**Provided passage**

★ ★ ★

Sheffield United faced Liverpool as equals, rather than supplicated inferiors, which Norwich and Aston Villa have done this season too. Welcome these assertive promoted teams…
Chris Wilder apologised as he walked into the Bramall Lane press room on Saturday, a little later than anticipated. He had been hanging around, waiting for Jurgen Klopp to complete his media duties so that he could present him with a bottle of champagne, to mark the the Liverpool manager being named FIFA coach of the year.
It was vaguely surprising, if only because deference to a theoretically superior manager and club didn’t fit with how the rest of the afternoon had panned out. Sheffield United lost, but only just, courtesy of Dean Henderson allowing Gini Wijnaldum’s moderately struck volley to squirt through his arms.
For the other 89 minutes, there was little difference between the newly-promoted team and the European champions. That was partly because Liverpool had an off-day, but also because Sheffield United approached the game as if they were equals, not just a collection of upstarts and tourists happy to be there.
That was clear from how they played, but was also emphasised by Wilder’s comments after handing over the bottle of fizzy stuff. Far from being pleased that they pushed the team at the top of the Premier League virtually to their limits, Wilder was cross that they hadn’t won.

★ ★ ★

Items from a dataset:
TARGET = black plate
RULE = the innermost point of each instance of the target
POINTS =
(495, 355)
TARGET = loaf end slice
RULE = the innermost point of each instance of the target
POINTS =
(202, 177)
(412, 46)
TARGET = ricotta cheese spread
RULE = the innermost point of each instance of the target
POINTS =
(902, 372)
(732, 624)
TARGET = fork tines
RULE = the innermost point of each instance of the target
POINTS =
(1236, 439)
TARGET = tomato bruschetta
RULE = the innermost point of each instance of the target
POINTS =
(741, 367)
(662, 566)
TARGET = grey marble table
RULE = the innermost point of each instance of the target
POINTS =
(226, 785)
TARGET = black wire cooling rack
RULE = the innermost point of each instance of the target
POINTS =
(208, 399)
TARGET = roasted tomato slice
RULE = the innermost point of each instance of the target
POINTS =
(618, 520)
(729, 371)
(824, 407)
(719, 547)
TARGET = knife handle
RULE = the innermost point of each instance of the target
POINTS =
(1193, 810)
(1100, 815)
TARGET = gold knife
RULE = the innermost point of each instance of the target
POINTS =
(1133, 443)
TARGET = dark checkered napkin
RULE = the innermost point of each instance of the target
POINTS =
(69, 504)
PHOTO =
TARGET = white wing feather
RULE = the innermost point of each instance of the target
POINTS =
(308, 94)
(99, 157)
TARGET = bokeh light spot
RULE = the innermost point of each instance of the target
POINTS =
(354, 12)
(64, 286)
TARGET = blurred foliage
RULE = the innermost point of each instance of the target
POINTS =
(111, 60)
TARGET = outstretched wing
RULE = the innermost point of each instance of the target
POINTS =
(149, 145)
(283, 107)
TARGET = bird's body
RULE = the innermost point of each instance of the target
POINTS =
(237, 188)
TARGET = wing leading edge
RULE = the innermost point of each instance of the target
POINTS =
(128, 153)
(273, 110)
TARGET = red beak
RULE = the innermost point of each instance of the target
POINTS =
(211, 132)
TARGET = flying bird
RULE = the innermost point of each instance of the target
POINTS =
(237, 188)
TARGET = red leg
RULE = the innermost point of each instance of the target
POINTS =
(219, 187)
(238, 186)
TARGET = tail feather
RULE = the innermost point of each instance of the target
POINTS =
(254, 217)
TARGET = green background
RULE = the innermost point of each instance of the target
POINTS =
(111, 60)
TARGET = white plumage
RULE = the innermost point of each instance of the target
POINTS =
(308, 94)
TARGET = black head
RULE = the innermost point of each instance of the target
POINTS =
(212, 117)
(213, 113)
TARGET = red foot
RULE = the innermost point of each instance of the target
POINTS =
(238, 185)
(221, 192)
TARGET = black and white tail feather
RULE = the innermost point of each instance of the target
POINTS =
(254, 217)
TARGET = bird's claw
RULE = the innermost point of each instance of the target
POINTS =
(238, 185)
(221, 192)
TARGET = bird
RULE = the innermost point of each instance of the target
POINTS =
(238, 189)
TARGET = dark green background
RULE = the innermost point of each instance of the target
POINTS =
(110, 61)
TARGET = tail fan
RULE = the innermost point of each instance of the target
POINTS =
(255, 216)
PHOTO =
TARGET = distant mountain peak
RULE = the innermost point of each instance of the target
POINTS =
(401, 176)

★ ★ ★

**Exercise set**
1/ Retype the records verbatim, starting at their first line and ending with the line containing "(1236, 439)", including both of these lines.
2/ Carry on the article about Sheffield United's match against Liverpool from the point where it stops.

**Answers in order**
1/
TARGET = black plate
RULE = the innermost point of each instance of the target
POINTS =
(495, 355)
TARGET = loaf end slice
RULE = the innermost point of each instance of the target
POINTS =
(202, 177)
(412, 46)
TARGET = ricotta cheese spread
RULE = the innermost point of each instance of the target
POINTS =
(902, 372)
(732, 624)
TARGET = fork tines
RULE = the innermost point of each instance of the target
POINTS =
(1236, 439)

2/
“I am not bothered about pride, I am bothered about the result,” he said. “Liverpool had an off day and I think we missed an opportunity. In pressurised situations we need to remain composed.
“I’m not going to rub the players heads: if we want to stay in this division we’ve got to pick up points. When it comes to big moments they have to produce, which is how you go from being a Championship player to a Premier League player. We didn’t, and that’s the reason we’re walking away with nothing.”
I am not bothered about pride, I am bothered about the result
Wilder cited Norwich’s win over Manchester City as the sort of thing he wants, nay expects this season. And that wasn’t just in terms of the upset, but in the way Norwich approached that game: much like Sheffield United on Saturday, they faced City with controlled ambition, aware that if they were too open they would get taken apart, but also with enough assertiveness to suggest it was actually a contest rather than them being the supporting acts in an exhibition.
You can throw Aston Villa into this as well – perhaps to a slightly lesser extent, but when they faced Tottenham and Arsenal they still picked a team with plenty of attacking intent. They lost both of those games, but they most certainly competed, in the lead for a long spell against Spurs and twice at Arsenal.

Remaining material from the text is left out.